Required task 1 –
Output the records from the line containing "task: segment the gabled roof" through the line containing "164L26 166L31 168L32", both included, reproducing those lines without any change.

How Corporate America Killed a Lifestyle That Threatened Its Dominance
Arnold Mitchell discovered something about consumer behavior that put huge organizations at risk—so it had to vanish
Forty years ago, a brilliant man named Arnold Mitchell invented a whole new way of analyzing how people behave.
He worked for corporate clients at SRI, a West Coast think tank. So Mitchell’s main goal was to help companies make money—with smarter marketing. But his analysis was so innovative that you could use it to predict almost any social movement.
Mitchell wrote a book about his breakthrough in 1983. And I’ve studied that book carefully, returning to it again and again. It has helped me enormously in my efforts to anticipate trends, understand culture and society, and forecast the future.
In fact, I was so impressed by Mitchell’s work that I later tried to track down people who had worked with him—in hopes of learning his techniques at a deeper level.
Unfortunately Mitchell was dead by that point. I did get firsthand info, however, from his former colleagues. And the more I learned, the more interesting the story got.

Region labeling items
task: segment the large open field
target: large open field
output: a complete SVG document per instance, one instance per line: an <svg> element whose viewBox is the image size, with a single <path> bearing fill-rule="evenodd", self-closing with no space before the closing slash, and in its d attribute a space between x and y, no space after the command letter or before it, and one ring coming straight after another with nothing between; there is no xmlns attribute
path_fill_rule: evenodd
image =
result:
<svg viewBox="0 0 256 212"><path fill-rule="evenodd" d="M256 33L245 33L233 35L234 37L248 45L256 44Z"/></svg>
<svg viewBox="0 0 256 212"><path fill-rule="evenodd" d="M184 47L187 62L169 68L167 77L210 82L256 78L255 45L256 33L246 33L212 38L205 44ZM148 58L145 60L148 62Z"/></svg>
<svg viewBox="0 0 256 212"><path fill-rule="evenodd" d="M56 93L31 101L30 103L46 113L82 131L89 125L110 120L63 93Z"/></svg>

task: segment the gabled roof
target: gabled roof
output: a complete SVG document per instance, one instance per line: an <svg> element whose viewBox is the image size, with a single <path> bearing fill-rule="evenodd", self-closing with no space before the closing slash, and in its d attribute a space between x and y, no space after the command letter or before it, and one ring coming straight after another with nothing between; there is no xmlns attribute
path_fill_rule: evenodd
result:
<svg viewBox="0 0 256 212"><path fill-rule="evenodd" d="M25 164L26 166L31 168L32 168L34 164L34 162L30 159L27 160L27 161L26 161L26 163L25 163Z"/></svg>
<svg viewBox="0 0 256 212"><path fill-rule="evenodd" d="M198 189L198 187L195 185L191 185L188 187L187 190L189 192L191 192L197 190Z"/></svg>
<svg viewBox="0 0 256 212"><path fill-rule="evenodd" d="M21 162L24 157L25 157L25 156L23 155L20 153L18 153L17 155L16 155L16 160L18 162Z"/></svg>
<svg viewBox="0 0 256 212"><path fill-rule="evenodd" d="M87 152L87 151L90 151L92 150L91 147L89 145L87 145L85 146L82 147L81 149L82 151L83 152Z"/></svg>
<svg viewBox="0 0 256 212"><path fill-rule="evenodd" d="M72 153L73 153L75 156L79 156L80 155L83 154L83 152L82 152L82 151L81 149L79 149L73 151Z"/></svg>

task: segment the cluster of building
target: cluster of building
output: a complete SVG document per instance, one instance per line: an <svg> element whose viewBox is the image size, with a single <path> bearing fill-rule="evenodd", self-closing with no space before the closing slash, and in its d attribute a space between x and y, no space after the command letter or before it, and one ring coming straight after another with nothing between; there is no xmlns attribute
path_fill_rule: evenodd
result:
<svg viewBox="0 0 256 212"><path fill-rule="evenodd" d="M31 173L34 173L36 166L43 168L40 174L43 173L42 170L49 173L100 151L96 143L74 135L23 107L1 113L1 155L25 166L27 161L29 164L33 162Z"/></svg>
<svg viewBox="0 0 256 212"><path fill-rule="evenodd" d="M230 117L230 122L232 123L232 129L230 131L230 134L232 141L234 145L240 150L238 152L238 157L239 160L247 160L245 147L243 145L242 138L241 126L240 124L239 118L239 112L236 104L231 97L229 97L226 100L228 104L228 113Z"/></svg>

Required task 2 –
Return the stretch of the Arnold Mitchell article from "Mitchell wrote a" through "forecast the future.", copied word for word.

Full solution 1 –
task: segment the gabled roof
target: gabled roof
output: a complete SVG document per instance, one instance per line: an <svg> element whose viewBox is the image size, with a single <path> bearing fill-rule="evenodd", self-closing with no space before the closing slash, and in its d attribute a space between x and y, no space after the command letter or before it, and one ring coming straight after another with nothing between; there is no xmlns attribute
path_fill_rule: evenodd
result:
<svg viewBox="0 0 256 212"><path fill-rule="evenodd" d="M25 164L26 166L31 168L32 168L34 164L34 162L30 159L27 160L27 161L26 161L26 163L25 163Z"/></svg>

Full solution 2 –
Mitchell wrote a book about his breakthrough in 1983. And I’ve studied that book carefully, returning to it again and again. It has helped me enormously in my efforts to anticipate trends, understand culture and society, and forecast the future.